_Records for processing_:
□ □ □ □ □

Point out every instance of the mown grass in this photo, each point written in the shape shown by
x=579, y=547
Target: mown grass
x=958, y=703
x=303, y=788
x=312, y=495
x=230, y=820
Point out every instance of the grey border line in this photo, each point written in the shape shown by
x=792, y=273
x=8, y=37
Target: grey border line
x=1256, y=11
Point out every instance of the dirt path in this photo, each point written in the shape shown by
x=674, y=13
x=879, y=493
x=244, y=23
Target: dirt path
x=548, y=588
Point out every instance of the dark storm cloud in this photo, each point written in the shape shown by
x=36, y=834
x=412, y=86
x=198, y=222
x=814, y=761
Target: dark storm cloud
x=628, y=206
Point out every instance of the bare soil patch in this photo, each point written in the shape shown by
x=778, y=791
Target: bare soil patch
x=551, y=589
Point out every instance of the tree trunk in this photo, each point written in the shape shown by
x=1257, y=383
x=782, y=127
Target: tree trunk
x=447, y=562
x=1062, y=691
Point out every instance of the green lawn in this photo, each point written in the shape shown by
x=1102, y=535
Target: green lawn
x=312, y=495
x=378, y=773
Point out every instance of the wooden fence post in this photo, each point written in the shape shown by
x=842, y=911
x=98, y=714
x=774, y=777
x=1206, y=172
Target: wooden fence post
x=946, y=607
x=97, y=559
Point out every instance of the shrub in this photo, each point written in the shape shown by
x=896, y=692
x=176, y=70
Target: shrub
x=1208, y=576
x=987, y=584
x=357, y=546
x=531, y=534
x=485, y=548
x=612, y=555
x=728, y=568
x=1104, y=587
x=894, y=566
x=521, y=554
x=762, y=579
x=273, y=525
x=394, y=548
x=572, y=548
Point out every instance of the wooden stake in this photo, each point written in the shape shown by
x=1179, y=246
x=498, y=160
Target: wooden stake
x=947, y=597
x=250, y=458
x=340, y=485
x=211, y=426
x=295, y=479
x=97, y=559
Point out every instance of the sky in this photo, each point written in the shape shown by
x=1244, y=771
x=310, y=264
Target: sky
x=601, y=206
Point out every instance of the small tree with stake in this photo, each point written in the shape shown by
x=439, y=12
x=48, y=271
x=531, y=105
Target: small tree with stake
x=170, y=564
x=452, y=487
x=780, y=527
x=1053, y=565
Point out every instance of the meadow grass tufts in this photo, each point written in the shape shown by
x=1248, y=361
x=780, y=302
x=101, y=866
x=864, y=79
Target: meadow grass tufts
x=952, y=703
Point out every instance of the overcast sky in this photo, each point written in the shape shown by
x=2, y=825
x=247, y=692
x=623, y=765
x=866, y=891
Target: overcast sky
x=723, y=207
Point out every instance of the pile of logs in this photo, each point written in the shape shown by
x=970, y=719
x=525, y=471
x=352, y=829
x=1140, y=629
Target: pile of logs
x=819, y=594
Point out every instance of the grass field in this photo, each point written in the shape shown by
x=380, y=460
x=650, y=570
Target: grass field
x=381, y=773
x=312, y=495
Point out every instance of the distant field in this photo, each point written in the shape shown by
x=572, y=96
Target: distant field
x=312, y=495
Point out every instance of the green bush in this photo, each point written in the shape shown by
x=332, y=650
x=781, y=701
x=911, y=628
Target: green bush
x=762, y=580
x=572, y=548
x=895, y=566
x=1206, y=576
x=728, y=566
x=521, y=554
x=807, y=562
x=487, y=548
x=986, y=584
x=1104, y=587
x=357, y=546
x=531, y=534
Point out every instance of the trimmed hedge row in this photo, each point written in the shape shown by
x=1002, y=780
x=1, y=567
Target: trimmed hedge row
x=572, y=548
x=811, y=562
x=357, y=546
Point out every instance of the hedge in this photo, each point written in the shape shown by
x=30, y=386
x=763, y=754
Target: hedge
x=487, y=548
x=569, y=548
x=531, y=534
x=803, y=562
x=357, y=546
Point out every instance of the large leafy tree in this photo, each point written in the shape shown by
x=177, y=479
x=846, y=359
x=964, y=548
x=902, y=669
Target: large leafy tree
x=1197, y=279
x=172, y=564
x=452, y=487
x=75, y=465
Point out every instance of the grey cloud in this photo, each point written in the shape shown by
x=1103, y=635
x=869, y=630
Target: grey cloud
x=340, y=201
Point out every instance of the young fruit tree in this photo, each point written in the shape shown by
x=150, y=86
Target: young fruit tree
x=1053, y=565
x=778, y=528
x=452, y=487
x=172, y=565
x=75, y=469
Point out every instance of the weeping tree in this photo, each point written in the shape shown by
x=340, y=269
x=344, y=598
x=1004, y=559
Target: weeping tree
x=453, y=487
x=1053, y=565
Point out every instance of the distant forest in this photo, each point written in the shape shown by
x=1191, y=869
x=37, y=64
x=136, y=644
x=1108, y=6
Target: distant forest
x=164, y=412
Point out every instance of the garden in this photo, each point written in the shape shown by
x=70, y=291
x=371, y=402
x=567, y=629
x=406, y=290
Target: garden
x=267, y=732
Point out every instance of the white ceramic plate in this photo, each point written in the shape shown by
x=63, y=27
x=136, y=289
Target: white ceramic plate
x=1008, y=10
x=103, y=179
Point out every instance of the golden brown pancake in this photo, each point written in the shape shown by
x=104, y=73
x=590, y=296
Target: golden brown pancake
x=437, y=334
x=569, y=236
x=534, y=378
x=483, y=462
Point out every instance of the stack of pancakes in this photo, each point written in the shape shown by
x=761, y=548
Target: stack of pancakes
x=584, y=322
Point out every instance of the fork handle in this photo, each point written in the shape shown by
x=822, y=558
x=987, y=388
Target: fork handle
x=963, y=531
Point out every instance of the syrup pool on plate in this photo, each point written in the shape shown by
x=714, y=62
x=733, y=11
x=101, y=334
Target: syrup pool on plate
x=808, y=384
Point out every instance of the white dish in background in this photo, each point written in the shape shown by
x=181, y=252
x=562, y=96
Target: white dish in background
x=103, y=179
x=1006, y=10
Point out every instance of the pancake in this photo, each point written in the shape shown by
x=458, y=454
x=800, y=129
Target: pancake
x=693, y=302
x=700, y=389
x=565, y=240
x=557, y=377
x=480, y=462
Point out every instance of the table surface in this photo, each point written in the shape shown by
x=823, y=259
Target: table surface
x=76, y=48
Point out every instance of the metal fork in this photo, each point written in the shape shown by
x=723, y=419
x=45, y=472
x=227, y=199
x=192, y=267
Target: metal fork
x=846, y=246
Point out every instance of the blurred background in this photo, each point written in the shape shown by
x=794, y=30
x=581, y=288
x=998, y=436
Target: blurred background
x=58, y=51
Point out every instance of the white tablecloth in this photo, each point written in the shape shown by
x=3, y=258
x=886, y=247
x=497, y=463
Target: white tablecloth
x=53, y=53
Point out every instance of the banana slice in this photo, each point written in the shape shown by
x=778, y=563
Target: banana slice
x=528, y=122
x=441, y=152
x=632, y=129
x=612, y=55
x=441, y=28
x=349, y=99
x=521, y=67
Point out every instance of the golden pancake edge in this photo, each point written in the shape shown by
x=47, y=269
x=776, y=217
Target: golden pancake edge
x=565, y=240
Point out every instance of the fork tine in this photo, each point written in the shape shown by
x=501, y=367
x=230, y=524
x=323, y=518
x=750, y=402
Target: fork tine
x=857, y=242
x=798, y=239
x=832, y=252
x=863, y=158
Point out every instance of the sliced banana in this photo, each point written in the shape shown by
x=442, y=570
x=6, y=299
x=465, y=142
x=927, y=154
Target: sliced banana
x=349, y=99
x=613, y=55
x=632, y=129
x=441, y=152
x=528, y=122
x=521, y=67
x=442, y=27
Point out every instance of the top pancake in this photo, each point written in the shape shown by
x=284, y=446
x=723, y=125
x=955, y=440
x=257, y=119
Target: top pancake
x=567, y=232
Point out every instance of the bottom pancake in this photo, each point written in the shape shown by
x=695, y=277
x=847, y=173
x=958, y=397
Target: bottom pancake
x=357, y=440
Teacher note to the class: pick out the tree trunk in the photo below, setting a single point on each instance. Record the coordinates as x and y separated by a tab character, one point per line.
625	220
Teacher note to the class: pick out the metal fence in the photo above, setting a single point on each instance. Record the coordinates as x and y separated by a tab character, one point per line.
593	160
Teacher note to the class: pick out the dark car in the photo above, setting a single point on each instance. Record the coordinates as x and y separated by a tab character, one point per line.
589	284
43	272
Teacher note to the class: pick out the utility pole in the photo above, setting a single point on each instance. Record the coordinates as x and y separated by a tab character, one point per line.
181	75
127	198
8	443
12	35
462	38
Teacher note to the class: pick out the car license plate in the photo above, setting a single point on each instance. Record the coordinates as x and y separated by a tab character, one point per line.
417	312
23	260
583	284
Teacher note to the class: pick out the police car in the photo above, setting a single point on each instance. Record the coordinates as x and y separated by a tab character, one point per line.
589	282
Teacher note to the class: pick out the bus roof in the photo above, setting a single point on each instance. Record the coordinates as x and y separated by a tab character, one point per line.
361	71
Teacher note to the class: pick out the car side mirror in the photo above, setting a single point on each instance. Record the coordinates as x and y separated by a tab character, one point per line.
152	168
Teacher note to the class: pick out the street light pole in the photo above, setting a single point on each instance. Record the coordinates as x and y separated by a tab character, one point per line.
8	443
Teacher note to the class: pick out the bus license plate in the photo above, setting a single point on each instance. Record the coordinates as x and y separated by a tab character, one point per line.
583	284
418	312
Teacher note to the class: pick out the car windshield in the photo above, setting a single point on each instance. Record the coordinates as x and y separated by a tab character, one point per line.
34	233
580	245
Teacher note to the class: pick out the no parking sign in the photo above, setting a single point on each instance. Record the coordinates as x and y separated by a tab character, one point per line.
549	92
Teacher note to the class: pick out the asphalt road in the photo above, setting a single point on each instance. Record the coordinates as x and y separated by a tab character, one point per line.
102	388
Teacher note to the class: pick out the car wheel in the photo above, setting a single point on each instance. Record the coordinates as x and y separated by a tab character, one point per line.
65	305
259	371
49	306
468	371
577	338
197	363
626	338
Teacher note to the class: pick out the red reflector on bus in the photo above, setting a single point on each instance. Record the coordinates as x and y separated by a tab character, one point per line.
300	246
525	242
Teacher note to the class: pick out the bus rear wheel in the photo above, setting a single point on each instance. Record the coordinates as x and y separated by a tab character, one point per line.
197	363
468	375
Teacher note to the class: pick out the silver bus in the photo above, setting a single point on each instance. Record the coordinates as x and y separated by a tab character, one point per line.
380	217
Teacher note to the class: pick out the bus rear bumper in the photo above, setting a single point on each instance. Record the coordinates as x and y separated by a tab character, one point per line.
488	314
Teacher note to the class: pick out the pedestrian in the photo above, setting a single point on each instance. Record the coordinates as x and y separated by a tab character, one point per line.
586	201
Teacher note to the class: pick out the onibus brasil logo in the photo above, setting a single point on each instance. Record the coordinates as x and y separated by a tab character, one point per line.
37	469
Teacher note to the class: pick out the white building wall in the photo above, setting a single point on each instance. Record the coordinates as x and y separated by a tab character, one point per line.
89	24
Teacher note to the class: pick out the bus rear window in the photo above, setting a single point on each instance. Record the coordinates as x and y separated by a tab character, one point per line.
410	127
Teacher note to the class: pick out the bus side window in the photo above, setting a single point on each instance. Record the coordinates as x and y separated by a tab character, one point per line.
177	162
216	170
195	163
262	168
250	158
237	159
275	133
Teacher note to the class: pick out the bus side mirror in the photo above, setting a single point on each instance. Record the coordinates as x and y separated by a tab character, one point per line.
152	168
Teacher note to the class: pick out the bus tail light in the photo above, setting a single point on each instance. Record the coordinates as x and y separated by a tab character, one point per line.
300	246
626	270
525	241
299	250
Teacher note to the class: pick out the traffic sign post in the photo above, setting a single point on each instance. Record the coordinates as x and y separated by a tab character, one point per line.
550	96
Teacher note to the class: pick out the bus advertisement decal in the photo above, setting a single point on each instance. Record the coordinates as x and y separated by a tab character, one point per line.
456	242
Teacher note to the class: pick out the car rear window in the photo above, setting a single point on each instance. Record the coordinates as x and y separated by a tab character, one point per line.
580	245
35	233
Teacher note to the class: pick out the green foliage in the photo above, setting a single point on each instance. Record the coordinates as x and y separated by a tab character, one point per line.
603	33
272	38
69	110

□ □ □ □ □

_Goal_:
Copy out the items above verbatim, starting with the line that contains "Point out every instance of the young" and going on through the line that contains "x=1006, y=10", both included.

_Exercise solution_:
Point out every instance of the young fruit tree in this photo, each point written in the shape shown by
x=150, y=86
Target: young fruit tree
x=1053, y=565
x=778, y=528
x=452, y=487
x=172, y=565
x=75, y=469
Point out every instance of the weeping tree in this photo, each point written in the shape shown by
x=340, y=269
x=344, y=598
x=1004, y=559
Target: weeping tree
x=453, y=487
x=1053, y=565
Point out every instance of the distant forest in this photo, each point written in the shape shown by
x=1191, y=869
x=37, y=64
x=136, y=644
x=1108, y=6
Target: distant forest
x=164, y=412
Point out every instance of the garden in this photo, each point written in the shape shown by
x=70, y=291
x=371, y=402
x=567, y=629
x=406, y=290
Target: garden
x=267, y=732
Point out every instance of the white ceramic plate in this photo, each point written in the shape shown by
x=63, y=27
x=136, y=289
Target: white ceramic plate
x=1008, y=10
x=103, y=179
Point out every instance of the golden brown pancake in this photo, each point written in the shape shown by
x=104, y=73
x=590, y=296
Target: golden brown pancake
x=437, y=334
x=569, y=236
x=534, y=378
x=483, y=462
Point out every instance of the stack of pancakes in this photo, each point written in the shape shown by
x=761, y=548
Target: stack of pancakes
x=584, y=322
Point out every instance of the fork handle in this photo, each point written in the shape shown by
x=822, y=558
x=987, y=388
Target: fork handle
x=963, y=531
Point out every instance of the syrup pool on plate in this photo, each point written in the shape shown by
x=714, y=62
x=733, y=11
x=101, y=334
Target: syrup pool on plate
x=808, y=384
Point out every instance of the white dish in background in this photo, each point written in the shape shown by
x=181, y=252
x=562, y=96
Target: white dish in background
x=103, y=179
x=1006, y=10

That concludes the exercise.